(STATED TASK)
Swap "door frame" for "door casing" in the stretch of rows from the line that contains "Can you find the rainfall" through the line that contains "pixel 547 112". Give back only those lines, with everything else left as it is.

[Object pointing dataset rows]

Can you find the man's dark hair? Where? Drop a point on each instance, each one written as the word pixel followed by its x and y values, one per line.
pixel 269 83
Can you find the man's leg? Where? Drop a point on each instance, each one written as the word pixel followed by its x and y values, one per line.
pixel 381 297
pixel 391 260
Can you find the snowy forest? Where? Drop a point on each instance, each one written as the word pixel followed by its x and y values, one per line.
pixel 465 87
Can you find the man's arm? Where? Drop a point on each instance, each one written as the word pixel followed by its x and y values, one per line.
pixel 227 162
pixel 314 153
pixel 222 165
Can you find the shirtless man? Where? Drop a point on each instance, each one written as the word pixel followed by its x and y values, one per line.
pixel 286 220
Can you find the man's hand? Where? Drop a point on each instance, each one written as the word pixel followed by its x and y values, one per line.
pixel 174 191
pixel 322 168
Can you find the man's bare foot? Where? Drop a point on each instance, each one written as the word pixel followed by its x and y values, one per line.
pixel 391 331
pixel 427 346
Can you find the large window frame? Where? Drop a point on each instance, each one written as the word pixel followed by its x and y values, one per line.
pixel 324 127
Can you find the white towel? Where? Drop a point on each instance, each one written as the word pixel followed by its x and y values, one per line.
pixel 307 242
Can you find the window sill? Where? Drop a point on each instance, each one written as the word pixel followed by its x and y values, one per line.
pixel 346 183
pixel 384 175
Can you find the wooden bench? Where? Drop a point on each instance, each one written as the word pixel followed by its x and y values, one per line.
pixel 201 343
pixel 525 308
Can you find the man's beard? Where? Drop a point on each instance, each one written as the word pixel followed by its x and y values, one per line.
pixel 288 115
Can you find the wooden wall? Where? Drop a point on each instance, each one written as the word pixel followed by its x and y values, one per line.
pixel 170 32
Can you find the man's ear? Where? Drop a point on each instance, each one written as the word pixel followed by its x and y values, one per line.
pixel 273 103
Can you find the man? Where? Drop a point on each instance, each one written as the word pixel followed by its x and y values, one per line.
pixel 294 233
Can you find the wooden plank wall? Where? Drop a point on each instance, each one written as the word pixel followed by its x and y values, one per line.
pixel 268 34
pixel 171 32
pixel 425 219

==

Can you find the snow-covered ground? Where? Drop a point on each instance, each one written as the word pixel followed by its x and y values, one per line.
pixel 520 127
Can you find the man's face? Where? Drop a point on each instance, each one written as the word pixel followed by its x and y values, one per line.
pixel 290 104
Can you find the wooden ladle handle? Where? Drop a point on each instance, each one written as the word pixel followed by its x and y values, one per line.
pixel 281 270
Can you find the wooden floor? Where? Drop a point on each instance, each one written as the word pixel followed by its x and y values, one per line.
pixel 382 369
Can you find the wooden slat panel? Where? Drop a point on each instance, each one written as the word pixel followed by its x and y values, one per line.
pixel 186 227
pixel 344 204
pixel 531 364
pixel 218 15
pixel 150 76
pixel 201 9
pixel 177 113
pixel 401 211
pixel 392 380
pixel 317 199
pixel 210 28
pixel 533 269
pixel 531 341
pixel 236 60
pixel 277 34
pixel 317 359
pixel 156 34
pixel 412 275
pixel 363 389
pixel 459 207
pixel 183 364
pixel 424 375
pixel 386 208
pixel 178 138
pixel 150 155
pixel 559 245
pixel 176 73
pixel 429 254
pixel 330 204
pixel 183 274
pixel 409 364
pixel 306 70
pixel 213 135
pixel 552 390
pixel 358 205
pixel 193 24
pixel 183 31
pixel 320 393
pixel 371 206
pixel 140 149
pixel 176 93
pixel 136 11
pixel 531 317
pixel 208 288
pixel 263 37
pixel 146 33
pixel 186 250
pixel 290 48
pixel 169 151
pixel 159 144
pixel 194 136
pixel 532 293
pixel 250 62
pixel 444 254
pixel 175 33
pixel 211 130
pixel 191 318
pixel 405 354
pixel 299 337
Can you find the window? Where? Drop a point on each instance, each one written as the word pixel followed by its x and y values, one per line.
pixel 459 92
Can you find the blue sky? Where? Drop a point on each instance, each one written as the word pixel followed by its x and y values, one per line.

...

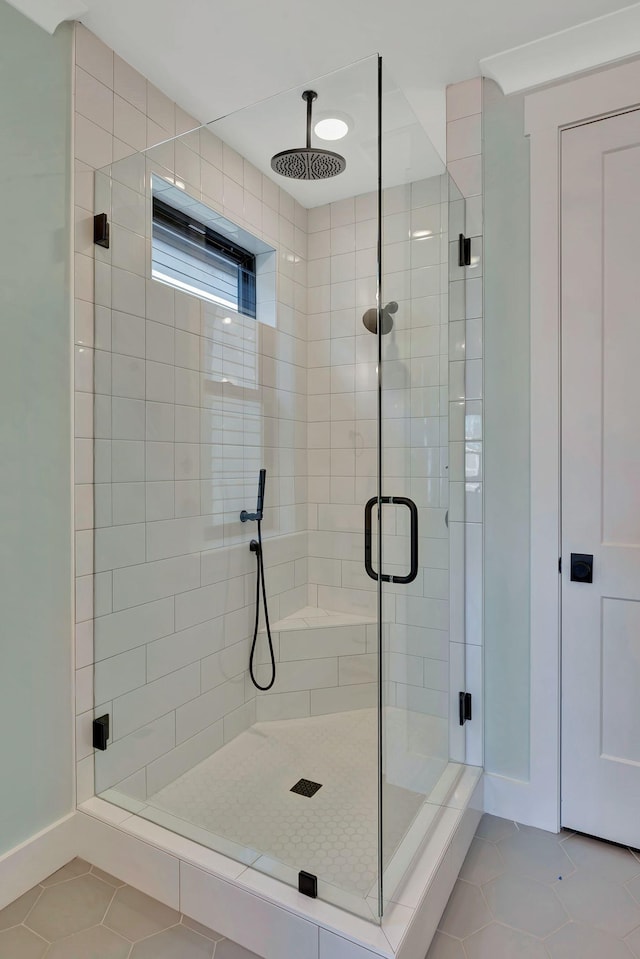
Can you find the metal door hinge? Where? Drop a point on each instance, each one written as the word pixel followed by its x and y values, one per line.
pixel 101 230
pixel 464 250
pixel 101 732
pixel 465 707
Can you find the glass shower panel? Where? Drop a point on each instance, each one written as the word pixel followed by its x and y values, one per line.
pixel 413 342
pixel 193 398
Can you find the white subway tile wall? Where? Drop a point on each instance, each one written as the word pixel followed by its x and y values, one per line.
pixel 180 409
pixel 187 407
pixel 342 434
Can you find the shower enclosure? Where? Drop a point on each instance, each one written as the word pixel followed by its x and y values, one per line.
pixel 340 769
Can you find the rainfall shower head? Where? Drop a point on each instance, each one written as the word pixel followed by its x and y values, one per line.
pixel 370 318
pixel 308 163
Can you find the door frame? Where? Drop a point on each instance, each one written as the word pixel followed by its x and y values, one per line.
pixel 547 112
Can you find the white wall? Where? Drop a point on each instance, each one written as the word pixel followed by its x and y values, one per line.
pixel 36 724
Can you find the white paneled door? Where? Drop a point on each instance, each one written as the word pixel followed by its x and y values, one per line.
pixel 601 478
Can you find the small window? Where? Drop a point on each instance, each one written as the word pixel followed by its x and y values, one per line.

(OUTPUT OF THE TASK)
Can you find the rainfall shower head? Where? Drop a point on each instance, each one written as the word pixel followed by its x and y values, one per line.
pixel 370 318
pixel 308 163
Can you find the door casing? Where? Drop a point on each instance, each one written as the word pixel followed by its x and y values, one per line.
pixel 547 112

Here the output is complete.